— What to produce —
Copy exactly the lines from the one containing "row of window" through the last line of the records, both included, and nothing more.

(Items listed in a dataset)

──────

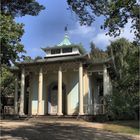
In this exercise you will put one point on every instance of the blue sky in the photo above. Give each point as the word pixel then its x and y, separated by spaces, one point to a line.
pixel 47 29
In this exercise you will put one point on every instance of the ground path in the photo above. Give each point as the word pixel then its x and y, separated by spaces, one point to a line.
pixel 57 130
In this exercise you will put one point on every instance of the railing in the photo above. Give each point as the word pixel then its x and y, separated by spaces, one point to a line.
pixel 94 109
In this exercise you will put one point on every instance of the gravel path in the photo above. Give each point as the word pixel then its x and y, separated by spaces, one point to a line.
pixel 57 130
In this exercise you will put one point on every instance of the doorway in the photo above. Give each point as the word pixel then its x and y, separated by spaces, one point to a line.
pixel 53 99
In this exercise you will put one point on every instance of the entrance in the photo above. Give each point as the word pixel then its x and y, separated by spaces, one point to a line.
pixel 53 99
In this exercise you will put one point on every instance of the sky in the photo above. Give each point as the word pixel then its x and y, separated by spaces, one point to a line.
pixel 47 29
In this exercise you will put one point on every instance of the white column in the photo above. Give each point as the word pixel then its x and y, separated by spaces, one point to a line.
pixel 59 110
pixel 16 95
pixel 40 92
pixel 21 110
pixel 30 93
pixel 81 89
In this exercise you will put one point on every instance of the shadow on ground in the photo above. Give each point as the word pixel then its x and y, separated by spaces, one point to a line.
pixel 57 131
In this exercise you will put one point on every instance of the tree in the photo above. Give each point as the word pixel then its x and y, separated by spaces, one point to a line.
pixel 97 54
pixel 116 14
pixel 20 7
pixel 11 32
pixel 124 102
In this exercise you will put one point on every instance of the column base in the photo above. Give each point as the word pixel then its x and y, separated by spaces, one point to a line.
pixel 80 113
pixel 21 114
pixel 59 114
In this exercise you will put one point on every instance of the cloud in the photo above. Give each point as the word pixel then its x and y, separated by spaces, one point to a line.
pixel 102 41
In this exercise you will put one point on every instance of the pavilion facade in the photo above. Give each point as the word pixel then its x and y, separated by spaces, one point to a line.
pixel 64 82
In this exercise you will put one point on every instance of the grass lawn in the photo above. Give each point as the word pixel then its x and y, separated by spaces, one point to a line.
pixel 127 127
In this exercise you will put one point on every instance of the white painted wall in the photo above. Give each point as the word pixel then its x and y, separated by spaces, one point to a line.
pixel 74 52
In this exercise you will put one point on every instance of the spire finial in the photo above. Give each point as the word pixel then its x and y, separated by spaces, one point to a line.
pixel 66 28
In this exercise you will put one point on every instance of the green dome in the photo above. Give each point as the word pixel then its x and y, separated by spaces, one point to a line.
pixel 65 41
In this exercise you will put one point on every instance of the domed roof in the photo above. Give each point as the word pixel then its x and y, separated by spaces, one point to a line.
pixel 65 41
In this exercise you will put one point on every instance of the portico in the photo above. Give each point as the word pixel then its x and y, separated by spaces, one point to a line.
pixel 62 83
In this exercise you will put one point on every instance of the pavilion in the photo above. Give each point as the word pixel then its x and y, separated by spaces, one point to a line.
pixel 64 82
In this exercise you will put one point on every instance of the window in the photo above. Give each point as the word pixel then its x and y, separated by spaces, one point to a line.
pixel 66 50
pixel 55 51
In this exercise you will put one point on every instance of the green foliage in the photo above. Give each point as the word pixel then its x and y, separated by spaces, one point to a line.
pixel 7 82
pixel 116 14
pixel 11 32
pixel 20 7
pixel 124 102
pixel 97 54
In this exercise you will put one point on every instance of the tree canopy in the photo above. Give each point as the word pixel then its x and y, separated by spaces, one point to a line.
pixel 124 102
pixel 97 54
pixel 116 14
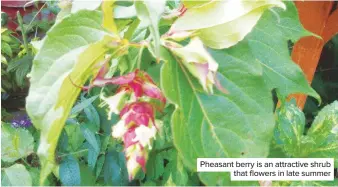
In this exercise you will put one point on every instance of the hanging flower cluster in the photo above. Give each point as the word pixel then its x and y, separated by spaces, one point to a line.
pixel 136 102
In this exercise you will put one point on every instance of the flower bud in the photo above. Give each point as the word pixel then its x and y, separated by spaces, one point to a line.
pixel 115 102
pixel 199 62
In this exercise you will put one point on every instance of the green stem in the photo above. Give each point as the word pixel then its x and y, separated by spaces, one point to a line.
pixel 74 153
pixel 129 33
pixel 23 31
pixel 140 57
pixel 168 147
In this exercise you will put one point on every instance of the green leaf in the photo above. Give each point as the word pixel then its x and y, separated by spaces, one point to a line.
pixel 83 104
pixel 21 67
pixel 315 183
pixel 93 116
pixel 155 166
pixel 239 124
pixel 175 172
pixel 75 137
pixel 69 52
pixel 15 143
pixel 16 175
pixel 108 19
pixel 6 49
pixel 149 12
pixel 35 173
pixel 90 137
pixel 78 5
pixel 324 134
pixel 115 171
pixel 70 171
pixel 235 19
pixel 87 176
pixel 93 147
pixel 290 128
pixel 99 165
pixel 268 42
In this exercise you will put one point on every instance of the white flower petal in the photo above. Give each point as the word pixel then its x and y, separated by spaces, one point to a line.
pixel 119 129
pixel 144 135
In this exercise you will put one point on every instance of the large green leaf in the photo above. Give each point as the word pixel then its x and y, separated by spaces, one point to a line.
pixel 149 12
pixel 68 52
pixel 222 24
pixel 239 124
pixel 16 175
pixel 15 143
pixel 269 43
pixel 290 128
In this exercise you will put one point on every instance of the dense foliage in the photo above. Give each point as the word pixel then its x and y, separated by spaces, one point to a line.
pixel 133 92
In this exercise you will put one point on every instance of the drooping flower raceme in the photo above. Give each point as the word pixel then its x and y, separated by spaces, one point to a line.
pixel 136 102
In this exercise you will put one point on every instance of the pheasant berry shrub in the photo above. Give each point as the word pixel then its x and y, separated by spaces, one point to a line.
pixel 132 102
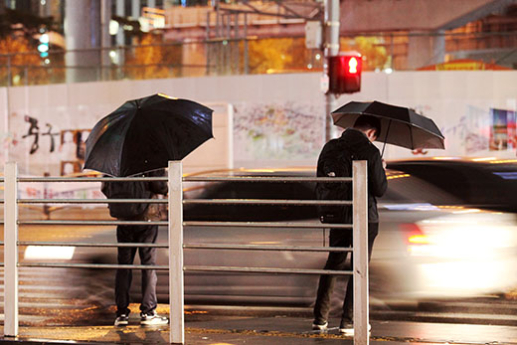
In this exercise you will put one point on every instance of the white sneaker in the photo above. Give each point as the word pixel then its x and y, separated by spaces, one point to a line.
pixel 153 319
pixel 348 328
pixel 320 326
pixel 122 320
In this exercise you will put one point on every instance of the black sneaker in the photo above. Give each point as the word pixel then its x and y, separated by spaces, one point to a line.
pixel 319 325
pixel 122 320
pixel 347 328
pixel 153 319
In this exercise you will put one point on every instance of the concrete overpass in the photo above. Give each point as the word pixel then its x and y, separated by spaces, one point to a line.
pixel 424 20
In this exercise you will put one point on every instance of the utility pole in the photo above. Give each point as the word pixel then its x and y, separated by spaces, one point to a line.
pixel 330 48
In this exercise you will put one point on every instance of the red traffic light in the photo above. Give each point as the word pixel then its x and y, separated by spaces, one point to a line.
pixel 345 73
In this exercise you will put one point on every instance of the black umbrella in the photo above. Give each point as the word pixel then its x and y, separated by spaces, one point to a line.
pixel 144 134
pixel 399 125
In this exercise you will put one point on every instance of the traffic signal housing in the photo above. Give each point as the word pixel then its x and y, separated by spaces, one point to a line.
pixel 43 45
pixel 345 73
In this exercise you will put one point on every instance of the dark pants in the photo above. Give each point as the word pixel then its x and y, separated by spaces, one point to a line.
pixel 336 261
pixel 126 255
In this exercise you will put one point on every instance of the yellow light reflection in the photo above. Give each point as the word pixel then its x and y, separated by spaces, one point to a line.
pixel 58 253
pixel 484 159
pixel 167 96
pixel 392 177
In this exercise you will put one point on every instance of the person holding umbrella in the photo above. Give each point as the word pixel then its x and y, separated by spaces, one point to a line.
pixel 141 137
pixel 335 159
pixel 136 234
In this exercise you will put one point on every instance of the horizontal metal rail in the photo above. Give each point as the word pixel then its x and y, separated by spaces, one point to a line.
pixel 268 225
pixel 262 270
pixel 190 179
pixel 187 223
pixel 266 202
pixel 91 201
pixel 93 244
pixel 267 179
pixel 188 246
pixel 190 201
pixel 104 266
pixel 92 222
pixel 89 179
pixel 267 248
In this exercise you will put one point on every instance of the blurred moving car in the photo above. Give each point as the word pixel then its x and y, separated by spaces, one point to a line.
pixel 448 228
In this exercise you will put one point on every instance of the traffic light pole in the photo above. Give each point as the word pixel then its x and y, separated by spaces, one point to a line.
pixel 330 48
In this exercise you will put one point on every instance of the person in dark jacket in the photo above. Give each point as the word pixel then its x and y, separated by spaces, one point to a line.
pixel 358 142
pixel 126 256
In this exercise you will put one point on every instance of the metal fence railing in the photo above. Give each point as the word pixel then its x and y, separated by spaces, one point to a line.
pixel 176 244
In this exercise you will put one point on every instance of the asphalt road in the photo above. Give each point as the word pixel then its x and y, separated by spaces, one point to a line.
pixel 53 297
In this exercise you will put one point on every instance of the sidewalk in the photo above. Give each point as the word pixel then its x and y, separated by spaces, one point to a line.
pixel 271 330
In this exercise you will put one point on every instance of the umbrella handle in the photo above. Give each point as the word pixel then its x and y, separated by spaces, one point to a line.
pixel 386 138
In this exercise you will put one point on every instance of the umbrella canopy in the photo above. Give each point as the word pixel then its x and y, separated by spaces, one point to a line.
pixel 144 134
pixel 399 125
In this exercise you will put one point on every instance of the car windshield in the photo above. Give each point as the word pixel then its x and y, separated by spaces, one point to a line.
pixel 490 185
pixel 253 190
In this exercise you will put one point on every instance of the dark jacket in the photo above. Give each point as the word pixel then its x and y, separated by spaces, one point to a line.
pixel 358 144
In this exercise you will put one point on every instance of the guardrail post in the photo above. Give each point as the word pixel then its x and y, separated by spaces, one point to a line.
pixel 10 250
pixel 360 254
pixel 177 321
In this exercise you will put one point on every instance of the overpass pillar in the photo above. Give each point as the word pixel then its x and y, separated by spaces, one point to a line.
pixel 83 40
pixel 425 48
pixel 193 60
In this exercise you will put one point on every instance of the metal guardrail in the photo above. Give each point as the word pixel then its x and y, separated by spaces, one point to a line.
pixel 176 246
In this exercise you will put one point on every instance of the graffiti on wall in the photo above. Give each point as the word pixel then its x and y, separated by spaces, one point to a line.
pixel 277 131
pixel 502 130
pixel 33 134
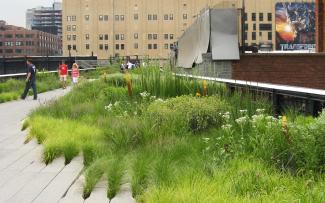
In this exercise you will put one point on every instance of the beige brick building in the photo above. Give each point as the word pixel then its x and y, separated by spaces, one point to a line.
pixel 150 27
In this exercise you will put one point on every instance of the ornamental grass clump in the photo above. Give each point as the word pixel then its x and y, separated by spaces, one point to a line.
pixel 188 113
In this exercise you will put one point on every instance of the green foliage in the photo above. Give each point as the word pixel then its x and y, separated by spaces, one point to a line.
pixel 175 147
pixel 188 113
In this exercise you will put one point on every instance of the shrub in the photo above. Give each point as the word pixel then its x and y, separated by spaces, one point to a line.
pixel 188 113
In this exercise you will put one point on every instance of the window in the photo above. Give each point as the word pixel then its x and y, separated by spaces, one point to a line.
pixel 269 35
pixel 265 27
pixel 246 27
pixel 269 16
pixel 253 16
pixel 253 35
pixel 261 17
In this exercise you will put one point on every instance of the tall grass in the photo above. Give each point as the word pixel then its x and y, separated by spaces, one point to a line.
pixel 175 145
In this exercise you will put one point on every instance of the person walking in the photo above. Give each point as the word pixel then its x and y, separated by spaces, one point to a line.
pixel 75 73
pixel 30 80
pixel 63 74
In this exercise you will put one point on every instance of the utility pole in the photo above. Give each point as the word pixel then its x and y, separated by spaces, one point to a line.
pixel 243 27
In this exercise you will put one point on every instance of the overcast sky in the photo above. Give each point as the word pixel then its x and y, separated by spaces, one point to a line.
pixel 13 11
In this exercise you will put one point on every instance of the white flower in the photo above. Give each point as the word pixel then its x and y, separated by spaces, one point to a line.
pixel 226 127
pixel 243 111
pixel 109 107
pixel 260 111
pixel 145 94
pixel 242 120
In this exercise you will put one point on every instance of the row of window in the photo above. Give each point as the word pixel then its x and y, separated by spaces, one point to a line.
pixel 260 15
pixel 122 17
pixel 122 37
pixel 17 36
pixel 269 35
pixel 262 26
pixel 18 43
pixel 122 46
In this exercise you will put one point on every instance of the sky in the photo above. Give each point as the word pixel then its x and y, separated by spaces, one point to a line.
pixel 14 11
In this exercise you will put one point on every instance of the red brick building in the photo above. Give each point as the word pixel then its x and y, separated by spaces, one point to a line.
pixel 18 41
pixel 320 22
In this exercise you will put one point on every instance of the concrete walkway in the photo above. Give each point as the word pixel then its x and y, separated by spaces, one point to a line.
pixel 23 175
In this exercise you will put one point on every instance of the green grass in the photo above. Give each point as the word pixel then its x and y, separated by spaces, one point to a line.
pixel 173 146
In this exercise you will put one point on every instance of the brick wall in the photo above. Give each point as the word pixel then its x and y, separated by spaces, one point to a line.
pixel 304 70
pixel 320 23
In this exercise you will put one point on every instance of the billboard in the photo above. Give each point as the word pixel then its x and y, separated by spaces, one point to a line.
pixel 295 25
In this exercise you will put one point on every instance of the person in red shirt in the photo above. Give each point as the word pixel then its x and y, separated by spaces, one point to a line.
pixel 63 73
pixel 75 73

──────

— Exercise response —
In this exercise you will put one point on every instance of the row of window in the photo above. Give each point as the word pixel then its x and y, separated by spaces, one point to a line.
pixel 260 15
pixel 122 17
pixel 122 37
pixel 17 36
pixel 269 35
pixel 262 26
pixel 18 43
pixel 122 46
In this exercise you will put one point on every instance of the sky in the photo above. Give each point as the word pixel then its x and y, separated by spaces, one point to a line.
pixel 14 11
In this exercise you will put one point on every instance of the red brick building in the photo above. Give each point as the word pixel then its x and y, separated by spaces, one point to a line.
pixel 18 41
pixel 320 22
In this exercise you will put one point on every instance of the concrete walkway in the photo above. Give each point as the word pixel then its x and y, separated by spaces, one point to a line.
pixel 23 175
In this exercise you will put one point on every instance of the green grass in the photo above. Give each point as the word pixel then its x and y, separated by spaces, one point to a line.
pixel 173 146
In this exercise you will put one point on every instance of the brick wall in the photo above. Give each point as the word pixel then its x and y, separated by spaces, one point to a line.
pixel 304 70
pixel 320 23
In this exercise you will put one point on every instance of the billboard in the photo above. Give each point as the word pixel then its x and y, separated by spaces, one point to a line.
pixel 295 25
In this exercise you will put one point on every instance of the person in red shirt in the photo above. Give each point as the word pixel then its x and y, separated by spaces, one point to a line.
pixel 63 73
pixel 75 73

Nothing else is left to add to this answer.